=== Document section ===
^^^^
Next-generation sequencing arrives with an explosion in the volume of data and at the same time brings considerable challenges for information management. As Ron Ranauro, president and CEO of GenomeQuest, explained, we are currently witnessing “a cycle going on between biological science and computer science that’s unlike anything that came before.”
At the Cambridge Healthtech conference, GenomeQuest will feature a web-based informatics service that provides customers with large-scale computational resources and algorithms on demand. The platform will perform “all-against-all” exhaustive sequence comparisons between sequence reads and reference data, ultimately aiming to provide customers with “the most complete results and therefore the most trustable finds,” points out Ranauro, adding that such an extensive comparison “will, in essence, purify the sample in silico.”
Another important goal, continues Renauro, is to perform this task “in a time period that is a fraction of the time it took to actually produce the data set in the first place.” Critical components of the platform will accomplish this by providing solutions to analyze, share, and archive the vast amounts of data as well as access them through a web browser, integrating thus the benefits of local access and central management.
The vast amount of information generated by next-generation sequencers also comes with a catch—a significant proportion of the output is useless and distinguishing between good and bad data is not just an important task but a veritable challenge.
^^^^
=== Requirement ===
Can you carry the article on GenomeQuest and next-generation sequencing data forward from its last sentence?

=== Record extracts ===
^^^^
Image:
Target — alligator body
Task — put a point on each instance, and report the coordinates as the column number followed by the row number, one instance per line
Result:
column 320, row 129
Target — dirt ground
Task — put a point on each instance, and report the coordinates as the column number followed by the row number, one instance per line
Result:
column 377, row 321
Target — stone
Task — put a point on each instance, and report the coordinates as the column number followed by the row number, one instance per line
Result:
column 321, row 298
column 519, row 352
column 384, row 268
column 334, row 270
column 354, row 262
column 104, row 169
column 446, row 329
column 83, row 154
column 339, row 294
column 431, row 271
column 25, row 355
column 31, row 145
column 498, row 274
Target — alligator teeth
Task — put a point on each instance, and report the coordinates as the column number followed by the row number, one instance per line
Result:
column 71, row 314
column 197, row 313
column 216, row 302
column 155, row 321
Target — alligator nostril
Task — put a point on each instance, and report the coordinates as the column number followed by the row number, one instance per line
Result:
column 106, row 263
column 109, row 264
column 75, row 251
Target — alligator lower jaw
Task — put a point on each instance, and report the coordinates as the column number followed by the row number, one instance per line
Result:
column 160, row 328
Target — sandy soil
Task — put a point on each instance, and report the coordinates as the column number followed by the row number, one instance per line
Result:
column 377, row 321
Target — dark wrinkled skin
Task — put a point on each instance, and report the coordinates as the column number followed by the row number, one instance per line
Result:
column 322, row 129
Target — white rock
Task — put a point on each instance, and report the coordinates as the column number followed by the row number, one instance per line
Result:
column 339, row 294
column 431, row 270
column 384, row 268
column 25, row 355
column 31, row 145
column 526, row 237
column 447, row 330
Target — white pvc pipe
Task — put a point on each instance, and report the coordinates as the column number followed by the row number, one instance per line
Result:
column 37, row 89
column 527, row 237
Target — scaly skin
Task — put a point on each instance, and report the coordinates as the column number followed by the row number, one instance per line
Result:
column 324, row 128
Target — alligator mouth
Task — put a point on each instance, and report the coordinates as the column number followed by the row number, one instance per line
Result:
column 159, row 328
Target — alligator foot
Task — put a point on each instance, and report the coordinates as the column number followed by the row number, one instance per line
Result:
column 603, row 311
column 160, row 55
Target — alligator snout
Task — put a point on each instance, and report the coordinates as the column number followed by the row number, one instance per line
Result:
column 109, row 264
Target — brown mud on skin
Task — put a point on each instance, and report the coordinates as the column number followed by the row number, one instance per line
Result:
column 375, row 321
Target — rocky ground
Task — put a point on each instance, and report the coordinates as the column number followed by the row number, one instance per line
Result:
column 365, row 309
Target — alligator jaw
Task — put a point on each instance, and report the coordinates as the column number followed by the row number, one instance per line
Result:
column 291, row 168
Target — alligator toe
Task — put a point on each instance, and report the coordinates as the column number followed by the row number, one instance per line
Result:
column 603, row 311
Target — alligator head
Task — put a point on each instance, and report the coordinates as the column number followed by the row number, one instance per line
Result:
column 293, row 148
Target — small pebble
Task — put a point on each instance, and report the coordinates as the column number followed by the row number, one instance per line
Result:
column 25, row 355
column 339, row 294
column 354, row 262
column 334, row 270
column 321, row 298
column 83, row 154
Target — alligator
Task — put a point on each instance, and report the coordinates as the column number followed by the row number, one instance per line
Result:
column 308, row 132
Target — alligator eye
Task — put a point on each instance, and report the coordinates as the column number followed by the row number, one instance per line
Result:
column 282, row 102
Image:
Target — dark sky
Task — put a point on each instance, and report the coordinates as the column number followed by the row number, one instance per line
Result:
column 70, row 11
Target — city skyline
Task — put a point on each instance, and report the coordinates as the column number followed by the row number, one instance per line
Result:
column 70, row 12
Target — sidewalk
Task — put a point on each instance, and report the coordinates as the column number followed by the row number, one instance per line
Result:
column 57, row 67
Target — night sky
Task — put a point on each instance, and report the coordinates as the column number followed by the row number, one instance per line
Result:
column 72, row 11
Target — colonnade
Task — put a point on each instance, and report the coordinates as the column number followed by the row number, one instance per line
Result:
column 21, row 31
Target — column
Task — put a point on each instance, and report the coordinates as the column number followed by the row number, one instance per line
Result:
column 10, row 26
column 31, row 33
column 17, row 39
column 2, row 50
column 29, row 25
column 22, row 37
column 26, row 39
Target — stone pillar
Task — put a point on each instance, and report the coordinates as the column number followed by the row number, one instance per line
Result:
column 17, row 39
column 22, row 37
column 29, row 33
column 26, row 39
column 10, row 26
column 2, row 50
^^^^
=== Answer area ===
“How do you judge which reads are good, which reads are bad?” asks Anton Nekrutenko, Ph.D., associate professor at the Center for Comparative Genomics and Bioinformatics at Penn State University. In collaboration with James Taylor, Ph.D., from New York University, he developed GalaxySR, the first freely available open-source system for short reads which he will present at the conference.
The software, which is free and requires only a web browser, is able to perform several quality-control steps even before the sequencing data are downloaded. This platform will make it “as simple as possible to go from the actual sequencing machine to some interpretable results,” emphasizes Dr. Nekrutenko.
In a recent experiment performed to validate this platform, he set out to determine whether one can tell two geographic locations apart, after collecting flies that accumulated on his windshield and examining the nature and abundance of short reads with a 454 analyzer.
Reading counts “is a tricky thing” warns Dr. Nekrutenko, because it depends on several variables such as sample preparation or DNA concentrations, and eukaryotic metagenomics is one immediate area for which he envisions exciting applications of GalaxySR.